● **EXERCISE**: Shift every coordinate in the answers by adding 78 to each number, and give the lines back with their requests included. Begin at the line that has "Where can the green" and stop after the line that has "<point>528,83</point>"; copy only those records.

=====

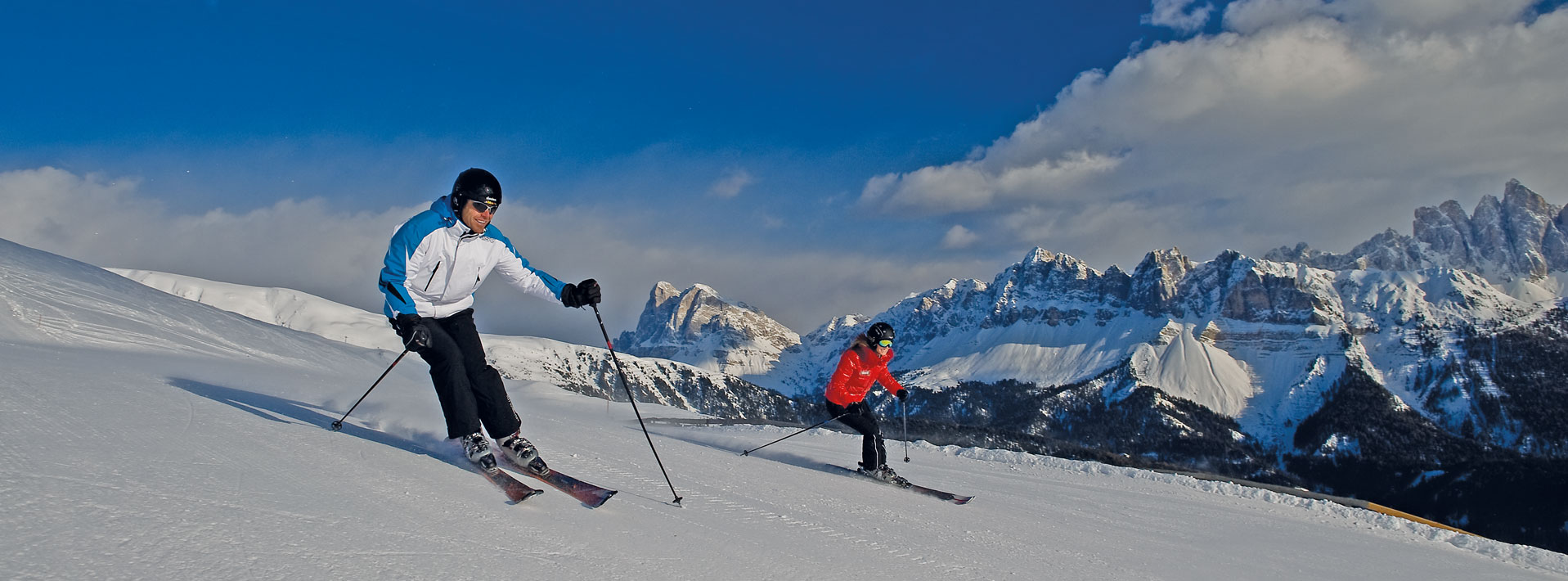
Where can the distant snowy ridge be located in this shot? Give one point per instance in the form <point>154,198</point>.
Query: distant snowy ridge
<point>145,435</point>
<point>1521,237</point>
<point>701,329</point>
<point>1256,340</point>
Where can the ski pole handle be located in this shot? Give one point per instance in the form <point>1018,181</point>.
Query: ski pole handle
<point>905,408</point>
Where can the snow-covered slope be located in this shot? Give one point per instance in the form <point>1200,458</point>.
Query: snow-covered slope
<point>150,437</point>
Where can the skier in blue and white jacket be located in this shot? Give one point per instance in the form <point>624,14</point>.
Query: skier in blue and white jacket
<point>434,266</point>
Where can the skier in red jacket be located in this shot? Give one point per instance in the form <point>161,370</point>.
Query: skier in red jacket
<point>860,367</point>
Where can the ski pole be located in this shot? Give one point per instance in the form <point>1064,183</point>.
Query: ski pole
<point>627,385</point>
<point>802,430</point>
<point>905,408</point>
<point>339,423</point>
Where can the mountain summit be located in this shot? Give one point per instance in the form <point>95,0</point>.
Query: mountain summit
<point>699,329</point>
<point>1521,237</point>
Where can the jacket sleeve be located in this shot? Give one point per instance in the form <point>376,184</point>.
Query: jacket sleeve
<point>394,269</point>
<point>521,275</point>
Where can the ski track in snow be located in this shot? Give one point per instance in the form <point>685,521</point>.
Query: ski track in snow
<point>198,449</point>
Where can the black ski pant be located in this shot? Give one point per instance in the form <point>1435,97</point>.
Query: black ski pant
<point>860,418</point>
<point>470,390</point>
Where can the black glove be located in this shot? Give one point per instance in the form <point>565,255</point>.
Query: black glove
<point>413,330</point>
<point>581,294</point>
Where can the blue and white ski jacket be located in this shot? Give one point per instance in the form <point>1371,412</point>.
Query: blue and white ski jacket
<point>436,263</point>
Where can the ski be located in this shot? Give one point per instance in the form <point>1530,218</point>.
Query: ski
<point>911,487</point>
<point>514,490</point>
<point>584,492</point>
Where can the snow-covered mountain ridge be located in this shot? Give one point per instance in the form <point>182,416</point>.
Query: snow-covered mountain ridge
<point>579,367</point>
<point>699,327</point>
<point>1056,349</point>
<point>150,437</point>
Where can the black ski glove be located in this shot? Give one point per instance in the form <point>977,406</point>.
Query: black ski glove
<point>581,294</point>
<point>413,330</point>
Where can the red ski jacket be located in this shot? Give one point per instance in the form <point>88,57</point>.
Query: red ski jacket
<point>858,369</point>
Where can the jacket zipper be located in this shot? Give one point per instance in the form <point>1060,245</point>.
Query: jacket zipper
<point>432,275</point>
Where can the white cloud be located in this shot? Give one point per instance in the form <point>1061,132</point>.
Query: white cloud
<point>308,245</point>
<point>731,182</point>
<point>1413,16</point>
<point>959,237</point>
<point>1319,121</point>
<point>1179,15</point>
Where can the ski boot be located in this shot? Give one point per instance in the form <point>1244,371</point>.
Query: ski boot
<point>521,451</point>
<point>887,475</point>
<point>477,449</point>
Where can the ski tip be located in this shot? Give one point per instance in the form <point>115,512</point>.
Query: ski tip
<point>526,495</point>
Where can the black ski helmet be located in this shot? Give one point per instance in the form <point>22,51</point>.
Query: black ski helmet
<point>475,184</point>
<point>878,333</point>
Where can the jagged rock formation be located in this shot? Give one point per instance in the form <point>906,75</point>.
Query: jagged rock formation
<point>1518,237</point>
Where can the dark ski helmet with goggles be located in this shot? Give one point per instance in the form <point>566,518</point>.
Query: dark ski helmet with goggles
<point>878,333</point>
<point>474,184</point>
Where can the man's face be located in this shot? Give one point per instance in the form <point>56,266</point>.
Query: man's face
<point>474,217</point>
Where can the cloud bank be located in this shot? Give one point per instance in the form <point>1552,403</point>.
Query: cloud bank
<point>314,247</point>
<point>1303,119</point>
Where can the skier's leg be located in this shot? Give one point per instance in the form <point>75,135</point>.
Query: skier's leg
<point>491,403</point>
<point>452,382</point>
<point>860,420</point>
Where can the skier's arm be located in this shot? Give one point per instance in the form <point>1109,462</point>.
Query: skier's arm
<point>394,271</point>
<point>528,278</point>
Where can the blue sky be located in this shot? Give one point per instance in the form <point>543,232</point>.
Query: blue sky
<point>231,104</point>
<point>811,159</point>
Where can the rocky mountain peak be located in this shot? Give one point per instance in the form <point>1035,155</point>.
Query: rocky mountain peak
<point>701,329</point>
<point>1516,237</point>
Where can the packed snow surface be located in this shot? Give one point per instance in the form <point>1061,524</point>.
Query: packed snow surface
<point>150,437</point>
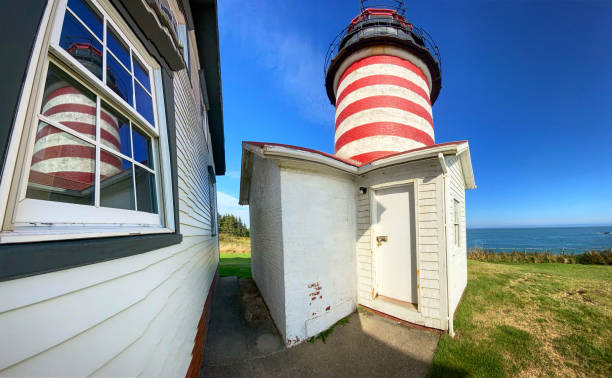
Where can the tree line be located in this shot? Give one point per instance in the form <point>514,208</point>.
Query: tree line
<point>232,225</point>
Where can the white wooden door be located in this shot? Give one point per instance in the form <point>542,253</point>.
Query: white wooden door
<point>395,244</point>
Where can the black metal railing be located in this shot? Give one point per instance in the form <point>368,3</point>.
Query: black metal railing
<point>397,5</point>
<point>420,36</point>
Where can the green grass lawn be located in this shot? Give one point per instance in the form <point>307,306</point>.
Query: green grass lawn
<point>235,264</point>
<point>531,320</point>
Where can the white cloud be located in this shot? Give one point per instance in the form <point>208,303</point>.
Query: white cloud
<point>229,205</point>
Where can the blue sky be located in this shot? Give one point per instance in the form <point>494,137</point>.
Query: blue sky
<point>528,83</point>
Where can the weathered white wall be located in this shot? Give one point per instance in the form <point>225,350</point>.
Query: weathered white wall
<point>318,228</point>
<point>458,254</point>
<point>266,237</point>
<point>430,243</point>
<point>126,317</point>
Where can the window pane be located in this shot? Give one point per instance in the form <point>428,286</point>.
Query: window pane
<point>113,42</point>
<point>90,17</point>
<point>81,44</point>
<point>116,186</point>
<point>141,73</point>
<point>118,79</point>
<point>67,102</point>
<point>142,148</point>
<point>144,104</point>
<point>115,130</point>
<point>145,190</point>
<point>62,167</point>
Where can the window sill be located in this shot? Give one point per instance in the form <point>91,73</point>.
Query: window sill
<point>26,259</point>
<point>51,233</point>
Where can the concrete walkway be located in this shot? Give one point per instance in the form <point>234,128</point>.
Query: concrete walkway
<point>243,342</point>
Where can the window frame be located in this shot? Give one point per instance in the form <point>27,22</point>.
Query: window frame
<point>15,231</point>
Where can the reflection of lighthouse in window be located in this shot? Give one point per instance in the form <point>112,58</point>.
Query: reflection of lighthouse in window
<point>63,158</point>
<point>62,162</point>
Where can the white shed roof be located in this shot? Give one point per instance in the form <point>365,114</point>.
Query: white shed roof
<point>283,151</point>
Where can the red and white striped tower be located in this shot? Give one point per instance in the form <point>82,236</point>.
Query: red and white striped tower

=====

● **CORRECT RESPONSE**:
Where can the green grass lawn be located in this shot? Give one point per instance in the form <point>307,306</point>.
Query: green grass lawn
<point>313,342</point>
<point>609,398</point>
Where can the white cloud be located in this shot? Give one point per instance in the form <point>208,303</point>.
Query: white cloud
<point>307,283</point>
Where can the blue sky be located in this shot? Give one point per instance in the form <point>494,137</point>.
Query: blue sky
<point>606,161</point>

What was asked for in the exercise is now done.